# WRITTEN INSTRUCTION
Please rewrite the lines from the one containing "Compliance review: the log bark" through the one containing "43;45;69;61", changing "bounding box" to "rectangle" and leaving everything else as it is.

# INPUT
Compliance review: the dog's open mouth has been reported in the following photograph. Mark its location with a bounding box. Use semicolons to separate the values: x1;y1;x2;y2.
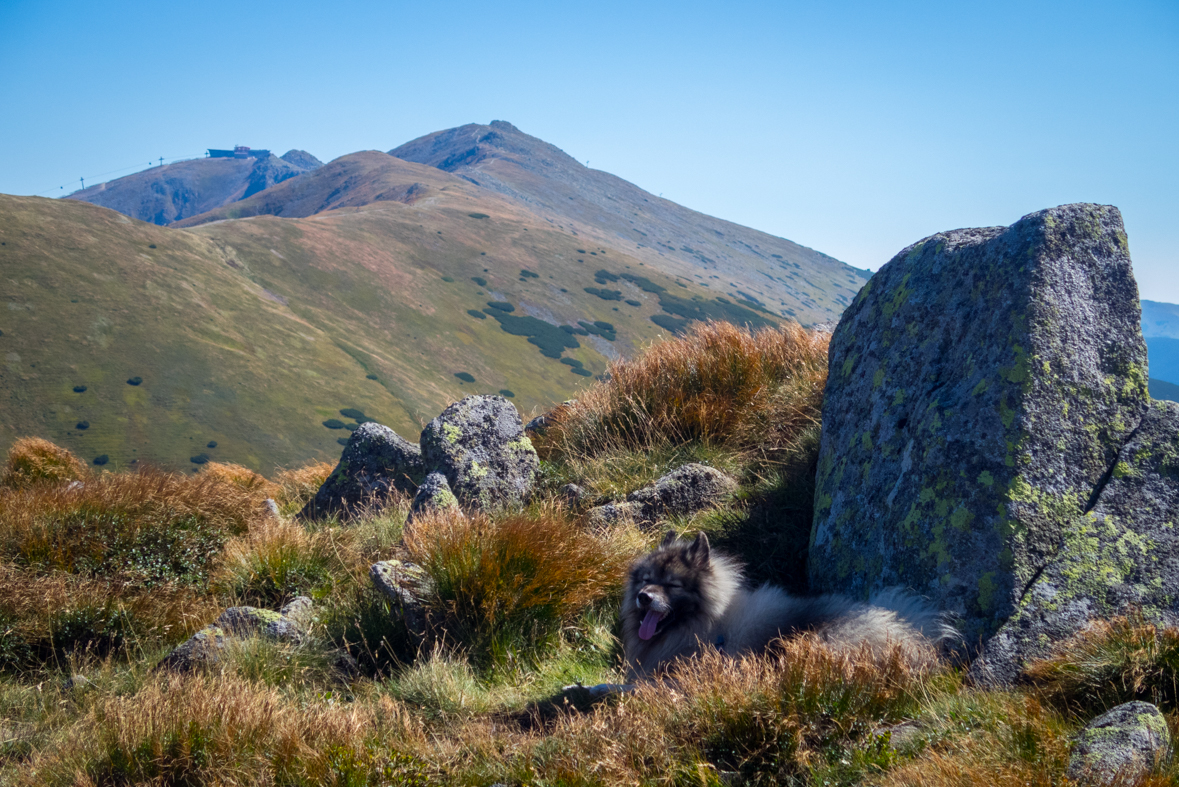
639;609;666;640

---

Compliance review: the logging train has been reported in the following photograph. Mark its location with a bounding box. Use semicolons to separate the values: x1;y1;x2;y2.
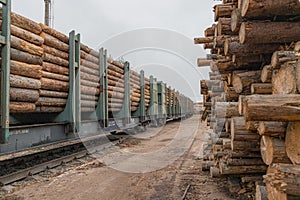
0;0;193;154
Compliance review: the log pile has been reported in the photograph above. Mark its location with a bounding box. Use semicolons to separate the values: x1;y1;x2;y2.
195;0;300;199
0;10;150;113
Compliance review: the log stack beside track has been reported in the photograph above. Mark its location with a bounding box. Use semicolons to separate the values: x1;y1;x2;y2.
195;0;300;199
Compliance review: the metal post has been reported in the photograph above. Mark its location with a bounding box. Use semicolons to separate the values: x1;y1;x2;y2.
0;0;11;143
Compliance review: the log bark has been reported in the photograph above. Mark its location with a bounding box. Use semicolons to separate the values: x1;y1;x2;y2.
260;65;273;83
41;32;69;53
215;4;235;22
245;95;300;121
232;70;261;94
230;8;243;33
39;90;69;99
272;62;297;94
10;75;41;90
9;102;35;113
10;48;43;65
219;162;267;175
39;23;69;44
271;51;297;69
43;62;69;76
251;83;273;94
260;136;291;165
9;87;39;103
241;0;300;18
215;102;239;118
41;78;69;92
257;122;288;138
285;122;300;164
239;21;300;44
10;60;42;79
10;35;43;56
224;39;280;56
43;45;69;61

# FULL OUTPUT
Compliance review: the log bark has been reported in the photograph above. Mark its location with a rectangle. Use semicolons to separate the values: x1;y1;x2;y2.
260;65;273;83
41;32;69;53
215;4;235;22
245;95;300;121
232;70;261;94
230;8;243;33
39;90;69;99
272;62;297;94
10;75;41;90
9;102;35;113
10;48;43;65
219;162;267;175
39;23;69;44
271;51;297;69
43;62;69;76
251;83;273;94
260;136;291;165
9;87;39;103
241;0;300;18
215;102;239;118
41;78;69;92
257;122;288;138
285;122;300;164
239;21;300;44
10;60;42;79
10;35;43;56
224;39;280;56
43;45;69;61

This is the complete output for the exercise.